Your answer must be the full set of entries, repeated exactly.

--- Data to process Enclosed Below ---

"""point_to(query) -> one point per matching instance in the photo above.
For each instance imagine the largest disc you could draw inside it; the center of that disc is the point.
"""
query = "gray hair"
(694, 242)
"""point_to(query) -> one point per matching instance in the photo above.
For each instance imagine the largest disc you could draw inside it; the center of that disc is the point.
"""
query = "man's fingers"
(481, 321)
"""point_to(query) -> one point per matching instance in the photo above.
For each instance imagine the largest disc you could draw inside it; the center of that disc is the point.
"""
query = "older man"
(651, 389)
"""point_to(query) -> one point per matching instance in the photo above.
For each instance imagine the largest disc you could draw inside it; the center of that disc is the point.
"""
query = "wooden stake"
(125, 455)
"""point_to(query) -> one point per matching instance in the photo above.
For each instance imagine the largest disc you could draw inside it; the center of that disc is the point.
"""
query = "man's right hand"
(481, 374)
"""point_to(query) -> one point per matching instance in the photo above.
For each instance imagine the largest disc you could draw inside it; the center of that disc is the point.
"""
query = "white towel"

--- End of Enclosed Data to process ---

• Result of this exercise
"""point_to(query) -> one point per matching instance in the photo above.
For each instance imagine the largest disc you could draw inside it; the center of that disc is the point.
"""
query = "gray hair"
(694, 242)
"""point_to(query) -> one point per matching instance in the photo above.
For each instance imagine the largest disc you could draw inside it; the center of that disc is the point.
"""
query = "man's fingers"
(481, 321)
"""point_to(query) -> one point per matching instance in the photo above.
For each instance imagine the largest disc you could draw inside it; the center of that disc is the point.
"""
query = "older man"
(651, 389)
"""point_to(query) -> one point per matching instance in the photo above.
For each instance imagine the largest disc you could draw inside it; the center of that disc is the point.
"""
query = "wooden stake"
(125, 455)
"""point_to(query) -> one point per matching instance in the photo above.
For each instance imagine the largest disc you could draw inside it; the center of that disc is the point.
"""
query = "man's right hand"
(481, 374)
"""point_to(query) -> one point per matching instance in the photo above.
For each instance imagine the largest disc you could draw inside it; the center of that disc is the point.
"""
query = "white towel"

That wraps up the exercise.